Dataset rows on where objects appear:

::::::::

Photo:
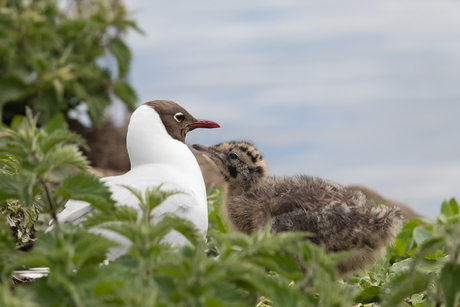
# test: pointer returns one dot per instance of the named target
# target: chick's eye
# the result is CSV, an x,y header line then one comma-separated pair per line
x,y
179,117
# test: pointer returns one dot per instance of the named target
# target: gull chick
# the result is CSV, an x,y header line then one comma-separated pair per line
x,y
339,218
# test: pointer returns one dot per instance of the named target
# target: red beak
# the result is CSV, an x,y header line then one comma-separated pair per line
x,y
204,123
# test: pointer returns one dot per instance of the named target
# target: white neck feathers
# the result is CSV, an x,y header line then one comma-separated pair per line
x,y
149,142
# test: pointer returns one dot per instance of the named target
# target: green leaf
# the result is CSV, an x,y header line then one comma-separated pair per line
x,y
402,286
122,54
87,187
60,137
56,123
126,93
450,283
421,234
10,187
368,295
69,154
12,88
400,246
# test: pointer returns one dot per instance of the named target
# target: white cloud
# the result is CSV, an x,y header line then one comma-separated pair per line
x,y
357,91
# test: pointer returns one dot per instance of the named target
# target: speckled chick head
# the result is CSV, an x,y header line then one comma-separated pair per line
x,y
239,162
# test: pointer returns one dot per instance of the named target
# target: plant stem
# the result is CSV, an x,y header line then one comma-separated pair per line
x,y
52,207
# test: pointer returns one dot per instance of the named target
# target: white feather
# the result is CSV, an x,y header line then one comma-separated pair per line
x,y
156,159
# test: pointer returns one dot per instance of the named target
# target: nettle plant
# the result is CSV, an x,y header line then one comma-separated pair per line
x,y
42,168
57,56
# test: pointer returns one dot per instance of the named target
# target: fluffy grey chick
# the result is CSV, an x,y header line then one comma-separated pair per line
x,y
339,218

::::::::

# Short problem
Reproduce the whole listing word for word, setting aside any pictures.

# Correct response
Photo:
# test: pointer returns one dot per instance of the named target
# target: chick's eye
# the result is CSV, an x,y header line then one comma-separated pair per line
x,y
179,117
# test: pointer returns one dot per instance of the named target
# target: gull chick
# the result is CSV, an x,y header line then one comma-separated pair per line
x,y
339,218
# test: pointer returns one dot per instance of the named target
# target: red beak
# the result is CSV, an x,y header line then one comma-separated pair per line
x,y
204,123
# test: pointer returns one dot per instance of the named target
# target: white neck feathers
# the result is CSV, an x,y header line then one comma-separated pair per line
x,y
149,142
# test: pointer returns one dot per instance of the named target
# target: green leaf
# the result is CSV, an x,y header line then one comma-separated pair per line
x,y
402,286
122,54
87,187
60,137
56,123
126,93
450,283
421,234
10,187
368,295
69,154
12,88
400,246
# test: pointer returns one dot per instance of the named target
# target: white cloud
# the result is CSV, an x,y header line then one comma-separated pair per line
x,y
357,91
# test: pointer returns one dot per instance of the named target
# target: speckled chick head
# the result is CSV, an x,y header line then one comma-separated pair per line
x,y
239,162
# test: pointer returns one dot per instance of the named target
# target: plant stem
# the result is CSV, an x,y header line then one comma-separated pair per line
x,y
52,207
# test: pointer returns one dot per instance of the named target
# target: white feather
# the result is CSV, an x,y header line then one comma-separated pair per line
x,y
156,159
# test: pointer returns one dot per instance of the named target
# target: nettle plant
# the result is CSV, an x,y header line then one comma-separated pair per line
x,y
42,168
57,56
# test: pointer returns one dot per instance of the named target
# target: fluffy grey chick
# the result is CSV, an x,y header line then one comma-separated pair per line
x,y
339,218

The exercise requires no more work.